(Records from a collection):
[Start]
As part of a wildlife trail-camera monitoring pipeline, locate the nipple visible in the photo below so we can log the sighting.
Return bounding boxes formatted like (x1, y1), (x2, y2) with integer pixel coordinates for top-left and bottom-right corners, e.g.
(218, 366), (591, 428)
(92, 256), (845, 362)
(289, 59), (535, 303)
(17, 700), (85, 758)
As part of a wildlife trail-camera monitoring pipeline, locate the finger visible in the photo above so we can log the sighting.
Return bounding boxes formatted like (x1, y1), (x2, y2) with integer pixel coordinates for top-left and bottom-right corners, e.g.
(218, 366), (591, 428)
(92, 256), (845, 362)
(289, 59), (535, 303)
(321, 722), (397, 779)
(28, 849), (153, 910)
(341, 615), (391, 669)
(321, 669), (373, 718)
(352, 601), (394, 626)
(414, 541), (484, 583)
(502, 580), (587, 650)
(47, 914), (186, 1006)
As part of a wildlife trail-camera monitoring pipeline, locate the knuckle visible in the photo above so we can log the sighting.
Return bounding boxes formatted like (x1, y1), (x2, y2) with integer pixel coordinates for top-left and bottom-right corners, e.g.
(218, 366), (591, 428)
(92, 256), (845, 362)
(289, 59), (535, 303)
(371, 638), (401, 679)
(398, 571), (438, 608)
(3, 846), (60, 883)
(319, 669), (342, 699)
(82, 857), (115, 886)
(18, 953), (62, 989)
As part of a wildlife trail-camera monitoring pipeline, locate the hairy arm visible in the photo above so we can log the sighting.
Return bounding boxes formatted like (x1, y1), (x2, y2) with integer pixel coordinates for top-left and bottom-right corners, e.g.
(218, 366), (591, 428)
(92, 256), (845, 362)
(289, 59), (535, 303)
[End]
(Written instruction): Copy out every one of the records above, word for word, keeping each line as it stands.

(Exercise response):
As part of a wildlife trail-camera monitoring pipeline, locate the nipple visible in the photo below so we can log the sighting.
Return bounding boxes formatted like (x1, y1), (x2, y2) with integer pixel coordinates for top-left and bottom-right corners, e.g.
(218, 366), (591, 428)
(92, 256), (845, 362)
(289, 59), (535, 303)
(17, 700), (85, 758)
As part of a wildlife trail-camera monitoring pipeline, locate the finger visible in the photo above so we can log the sighting.
Return bounding boxes formatted like (x1, y1), (x2, y2) with integer pixel coordinates for top-left and bottom-right corners, e.g.
(218, 366), (591, 428)
(92, 256), (845, 362)
(289, 59), (535, 303)
(321, 722), (397, 779)
(28, 849), (153, 910)
(341, 615), (391, 669)
(321, 669), (373, 718)
(352, 601), (394, 626)
(414, 541), (484, 583)
(502, 580), (587, 650)
(47, 914), (186, 1006)
As part of a wildlife trail-camera monitoring pipeline, locate the knuckle visible in the photo above so we can log the sighting.
Return bounding boxes formatted like (x1, y1), (x2, y2) with integer pixel coordinates for top-left and bottom-right corners, e.g.
(218, 366), (591, 428)
(92, 256), (845, 362)
(289, 59), (535, 303)
(371, 638), (401, 679)
(398, 571), (438, 608)
(3, 846), (60, 883)
(319, 669), (342, 699)
(82, 857), (115, 886)
(18, 953), (62, 989)
As part of a wildlife trail-camera monitoring pipeline, locate the hairy arm visible in the photo above so we can log the sighting.
Return bounding boxes formatted like (x1, y1), (x2, y2) with integer pixel coordinates for top-left and bottom-right corners, e.g.
(218, 366), (591, 428)
(92, 256), (845, 362)
(289, 59), (535, 303)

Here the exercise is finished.